• **DESKRIPSI TUGAS**
Periksa apakah setiap pernyataan berikut sesuai dengan kutipan tentang petani dan kesejahteraan di bawah ini. Jawab ya atau tidak untuk setiap nomor, lalu kutip kata-kata penentu dari kutipan tersebut secara persis.
1. Petani di negara maju identik dengan kesejahteraan.
2. Jepang memberikan subsidi produksi, tetapi tidak melindungi petani dari gagal panen.
3. Pangan, petani, dan kesejahteraan selalu bergandengan secara seimbang.

Pangan, petani, dan kesejahteraan selalu bergandengan tidak seimbang. Ada anomali sepanjang masa yang menunjukkan "kegagalan" harmoni untuk bisa menghadirkan keseimbangan.

Inilah pekerjaan berat dunia global untuk menata rantai hulu hingga ke hilir agar menjadi irama yang enak didengar. Pangan tersedia, petani bahagia, masa depan dunia terjaga? Mungkinkah bisa?

Petani "Berdasi"
Petani di negara maju identik dengan kesejahteraan. Profesi yang dihargai dan penting diperhitungkan bagi pemerintah, mitra strategis untuk bekerja sama menjaga kedaulatan bangsa.

Jepang menghargai petani mereka dengan utuh. Mulai subsidi produksi sampai gagal panen pun dilindungi agar petani tetap bahagia.

• **BARIS DATA**

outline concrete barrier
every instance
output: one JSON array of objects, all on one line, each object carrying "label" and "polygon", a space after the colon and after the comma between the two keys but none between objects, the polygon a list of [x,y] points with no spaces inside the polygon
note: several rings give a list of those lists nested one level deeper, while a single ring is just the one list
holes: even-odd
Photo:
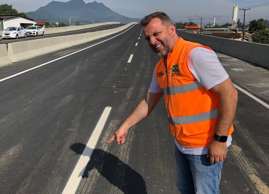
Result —
[{"label": "concrete barrier", "polygon": [[82,25],[79,26],[66,26],[63,27],[46,28],[45,29],[45,34],[49,34],[54,33],[60,33],[65,32],[72,31],[78,30],[83,30],[86,28],[94,28],[98,26],[108,24],[119,24],[120,22],[109,22],[96,23],[96,24]]},{"label": "concrete barrier", "polygon": [[269,68],[269,45],[255,43],[248,61]]},{"label": "concrete barrier", "polygon": [[1,65],[9,64],[12,61],[7,54],[7,48],[6,45],[0,45],[0,66]]},{"label": "concrete barrier", "polygon": [[[183,39],[192,41],[194,34],[182,31],[177,33]],[[269,45],[239,40],[195,34],[194,42],[210,47],[213,49],[259,65],[269,68]]]},{"label": "concrete barrier", "polygon": [[[15,62],[85,43],[117,33],[137,23],[133,22],[118,28],[92,32],[9,43],[7,50],[8,62]],[[0,61],[0,64],[4,65],[1,60]]]}]

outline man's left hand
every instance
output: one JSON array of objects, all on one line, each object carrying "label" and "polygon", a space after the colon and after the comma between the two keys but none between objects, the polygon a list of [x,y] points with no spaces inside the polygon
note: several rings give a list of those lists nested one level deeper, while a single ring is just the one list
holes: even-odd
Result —
[{"label": "man's left hand", "polygon": [[208,147],[207,154],[207,157],[209,158],[211,165],[221,162],[226,158],[227,149],[226,142],[219,142],[215,139],[212,140]]}]

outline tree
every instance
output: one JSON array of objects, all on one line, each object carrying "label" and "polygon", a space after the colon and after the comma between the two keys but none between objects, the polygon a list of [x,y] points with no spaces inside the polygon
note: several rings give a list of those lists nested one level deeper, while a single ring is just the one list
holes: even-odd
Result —
[{"label": "tree", "polygon": [[12,8],[12,5],[7,4],[0,5],[0,14],[17,14],[18,11]]},{"label": "tree", "polygon": [[262,31],[266,29],[266,21],[263,18],[250,21],[250,31],[251,32]]},{"label": "tree", "polygon": [[266,30],[258,31],[252,37],[253,42],[269,44],[269,31]]}]

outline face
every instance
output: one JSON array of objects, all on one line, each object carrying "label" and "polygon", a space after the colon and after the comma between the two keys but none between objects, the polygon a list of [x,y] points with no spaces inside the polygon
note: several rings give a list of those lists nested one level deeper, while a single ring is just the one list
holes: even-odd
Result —
[{"label": "face", "polygon": [[172,52],[175,32],[173,25],[164,25],[158,18],[153,18],[143,30],[148,46],[161,57]]}]

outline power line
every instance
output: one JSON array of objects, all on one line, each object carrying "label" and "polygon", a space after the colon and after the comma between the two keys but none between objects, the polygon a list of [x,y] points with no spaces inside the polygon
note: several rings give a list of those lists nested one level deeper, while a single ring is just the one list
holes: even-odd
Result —
[{"label": "power line", "polygon": [[244,7],[244,8],[246,8],[247,7],[250,8],[256,8],[257,7],[266,7],[266,6],[269,6],[269,2],[268,2],[268,3],[260,4],[259,5],[252,5],[252,6],[251,6],[246,7]]}]

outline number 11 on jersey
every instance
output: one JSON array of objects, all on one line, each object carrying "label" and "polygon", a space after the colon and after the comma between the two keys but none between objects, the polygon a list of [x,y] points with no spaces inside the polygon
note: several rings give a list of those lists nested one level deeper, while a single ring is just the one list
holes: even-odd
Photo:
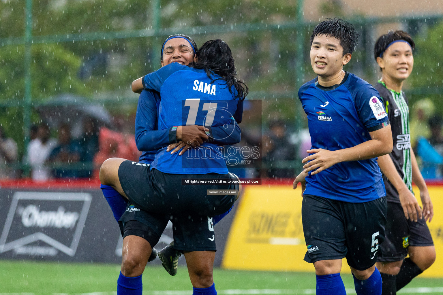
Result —
[{"label": "number 11 on jersey", "polygon": [[[188,117],[186,120],[187,125],[195,125],[197,120],[197,113],[198,112],[198,106],[200,105],[199,98],[188,98],[185,101],[185,106],[189,107],[189,112],[188,113]],[[204,103],[202,111],[207,111],[206,116],[204,118],[203,125],[205,126],[210,126],[214,121],[214,117],[215,116],[215,111],[217,108],[217,103]]]}]

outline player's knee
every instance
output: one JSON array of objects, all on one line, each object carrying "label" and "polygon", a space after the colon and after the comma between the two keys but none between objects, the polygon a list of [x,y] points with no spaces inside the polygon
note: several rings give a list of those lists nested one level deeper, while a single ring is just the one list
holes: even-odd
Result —
[{"label": "player's knee", "polygon": [[139,256],[128,254],[124,255],[121,260],[121,273],[125,276],[137,276],[143,272],[145,265]]},{"label": "player's knee", "polygon": [[203,267],[194,270],[195,277],[198,280],[198,283],[201,288],[207,288],[211,287],[214,283],[214,278],[212,276],[212,268]]},{"label": "player's knee", "polygon": [[371,267],[365,270],[358,270],[355,268],[353,268],[351,269],[351,271],[354,276],[358,280],[359,280],[361,281],[364,281],[367,280],[369,278],[369,277],[371,276],[372,273],[374,272],[375,269],[375,268],[374,267]]},{"label": "player's knee", "polygon": [[100,182],[102,184],[109,185],[110,183],[110,172],[113,166],[114,159],[116,158],[110,158],[107,159],[103,164],[100,166],[100,170],[98,172],[98,177],[100,179]]},{"label": "player's knee", "polygon": [[377,268],[380,272],[396,276],[400,272],[403,261],[392,262],[377,262]]},{"label": "player's knee", "polygon": [[338,263],[328,260],[316,261],[314,263],[314,266],[315,268],[315,274],[317,276],[338,273],[342,270],[341,262]]},{"label": "player's knee", "polygon": [[[424,271],[429,268],[431,265],[435,262],[436,258],[435,249],[433,250],[427,251],[424,255],[422,255],[419,261],[414,261],[417,265],[420,268],[420,269]],[[413,260],[412,261],[414,261]]]}]

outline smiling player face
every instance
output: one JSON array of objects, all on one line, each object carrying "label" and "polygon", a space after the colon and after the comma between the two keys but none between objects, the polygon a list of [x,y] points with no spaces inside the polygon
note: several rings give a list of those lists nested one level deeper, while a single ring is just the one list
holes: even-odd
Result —
[{"label": "smiling player face", "polygon": [[314,38],[311,46],[311,65],[318,76],[323,78],[333,76],[350,59],[350,54],[343,55],[343,47],[338,39],[325,34]]},{"label": "smiling player face", "polygon": [[403,81],[412,71],[414,57],[412,48],[406,42],[396,42],[388,47],[383,58],[377,58],[377,62],[383,74],[398,82]]},{"label": "smiling player face", "polygon": [[187,40],[184,38],[173,38],[165,43],[162,66],[173,62],[187,65],[194,60],[194,50]]}]

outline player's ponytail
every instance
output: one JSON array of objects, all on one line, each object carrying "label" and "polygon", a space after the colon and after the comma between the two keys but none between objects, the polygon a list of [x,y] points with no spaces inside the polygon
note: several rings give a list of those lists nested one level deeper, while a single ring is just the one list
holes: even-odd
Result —
[{"label": "player's ponytail", "polygon": [[[192,65],[194,68],[204,69],[212,82],[217,79],[214,79],[211,74],[220,76],[226,81],[229,92],[236,98],[245,99],[249,89],[244,82],[237,80],[234,58],[228,44],[220,39],[211,40],[202,45],[196,54],[197,61]],[[233,92],[233,86],[235,93]]]}]

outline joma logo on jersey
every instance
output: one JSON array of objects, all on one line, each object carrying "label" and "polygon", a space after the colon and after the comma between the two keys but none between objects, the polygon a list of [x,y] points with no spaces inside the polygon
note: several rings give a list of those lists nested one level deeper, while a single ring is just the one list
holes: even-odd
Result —
[{"label": "joma logo on jersey", "polygon": [[331,117],[326,115],[324,112],[321,111],[316,112],[316,113],[319,115],[317,117],[317,119],[319,121],[332,121]]},{"label": "joma logo on jersey", "polygon": [[196,91],[199,91],[200,92],[202,92],[203,93],[207,93],[210,95],[215,96],[215,85],[213,84],[212,86],[212,87],[211,87],[210,84],[205,83],[203,81],[201,81],[200,84],[199,84],[198,80],[194,80],[194,87],[192,88],[192,89]]},{"label": "joma logo on jersey", "polygon": [[312,245],[307,245],[306,246],[307,247],[307,252],[309,253],[313,252],[315,251],[317,251],[319,249],[319,247],[317,246],[313,246]]},{"label": "joma logo on jersey", "polygon": [[397,135],[397,149],[411,149],[411,135],[408,134],[400,134]]}]

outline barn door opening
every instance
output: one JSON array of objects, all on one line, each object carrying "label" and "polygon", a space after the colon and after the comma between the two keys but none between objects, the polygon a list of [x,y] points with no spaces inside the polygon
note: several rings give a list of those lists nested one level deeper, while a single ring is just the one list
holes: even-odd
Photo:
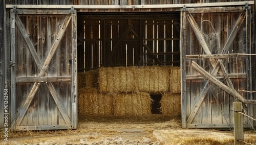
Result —
[{"label": "barn door opening", "polygon": [[181,13],[182,127],[232,127],[232,103],[252,99],[250,7]]},{"label": "barn door opening", "polygon": [[10,19],[13,127],[76,128],[76,11],[14,7]]}]

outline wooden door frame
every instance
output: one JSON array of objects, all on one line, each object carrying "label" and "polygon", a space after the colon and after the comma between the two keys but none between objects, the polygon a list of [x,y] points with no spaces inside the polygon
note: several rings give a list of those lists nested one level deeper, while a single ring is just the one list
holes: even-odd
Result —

• **JAWABAN LATIHAN**
1. Ya: "Petani di negara maju identik dengan kesejahteraan."
2. Tidak: "Mulai subsidi produksi sampai gagal panen pun dilindungi agar petani tetap bahagia."
3. Tidak: "Pangan, petani, dan kesejahteraan selalu bergandengan tidak seimbang."